⟨
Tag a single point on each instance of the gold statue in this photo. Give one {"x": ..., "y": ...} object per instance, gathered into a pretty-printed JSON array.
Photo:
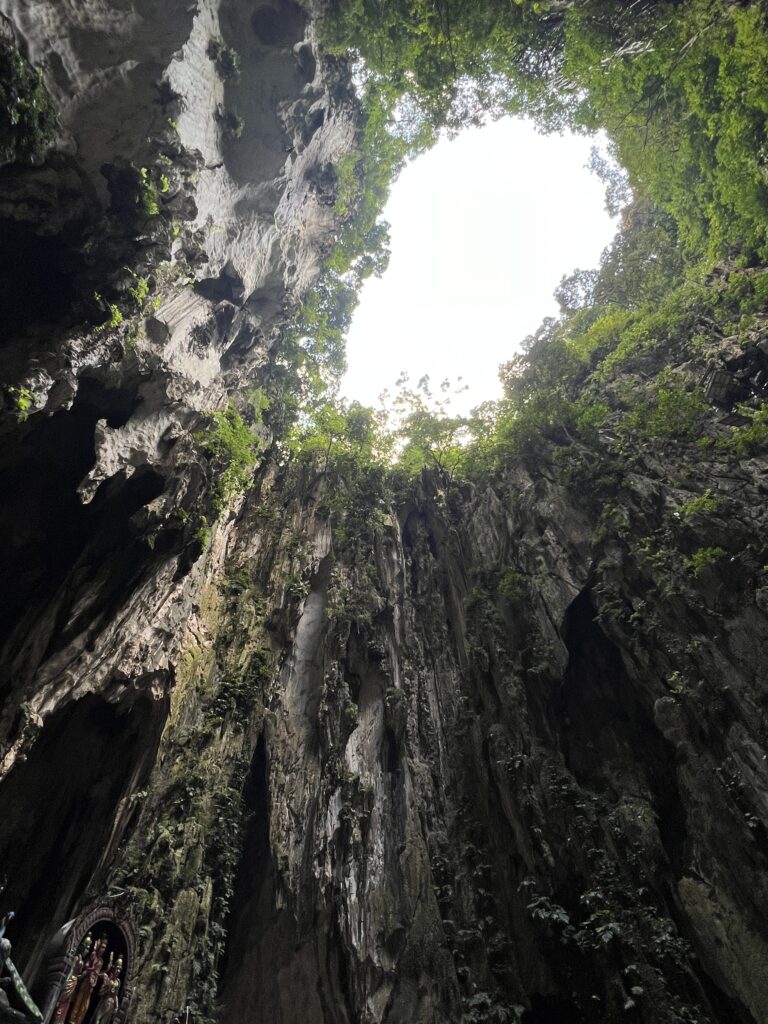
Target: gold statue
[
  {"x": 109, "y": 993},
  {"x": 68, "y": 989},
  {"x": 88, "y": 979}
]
⟩
⟨
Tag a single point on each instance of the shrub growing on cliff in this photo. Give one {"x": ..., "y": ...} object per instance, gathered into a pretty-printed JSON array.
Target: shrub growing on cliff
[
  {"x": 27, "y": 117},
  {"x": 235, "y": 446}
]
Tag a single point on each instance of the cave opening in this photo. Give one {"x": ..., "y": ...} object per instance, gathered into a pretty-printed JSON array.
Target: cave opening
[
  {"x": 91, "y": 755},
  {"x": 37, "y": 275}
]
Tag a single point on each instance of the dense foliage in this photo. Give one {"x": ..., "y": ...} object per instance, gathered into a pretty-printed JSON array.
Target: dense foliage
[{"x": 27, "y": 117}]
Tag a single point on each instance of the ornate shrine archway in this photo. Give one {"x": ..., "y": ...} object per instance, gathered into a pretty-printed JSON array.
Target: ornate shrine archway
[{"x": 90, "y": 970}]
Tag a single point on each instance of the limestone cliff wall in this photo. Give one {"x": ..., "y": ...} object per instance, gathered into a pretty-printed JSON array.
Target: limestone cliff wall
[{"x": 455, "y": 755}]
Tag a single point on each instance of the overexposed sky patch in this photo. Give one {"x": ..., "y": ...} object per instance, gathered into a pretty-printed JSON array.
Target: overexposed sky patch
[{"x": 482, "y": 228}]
⟩
- **Given problem**: Pull out every line in the records above that contains the word "shrub", and copy each such line in full without changes.

- **Solved problem**:
Tag a single point on each instance of the shrub growing on cliff in this photo. Give one {"x": ..., "y": ...} object per instance, gathered into a pretty-printed JSON array.
Target: shrub growing on cliff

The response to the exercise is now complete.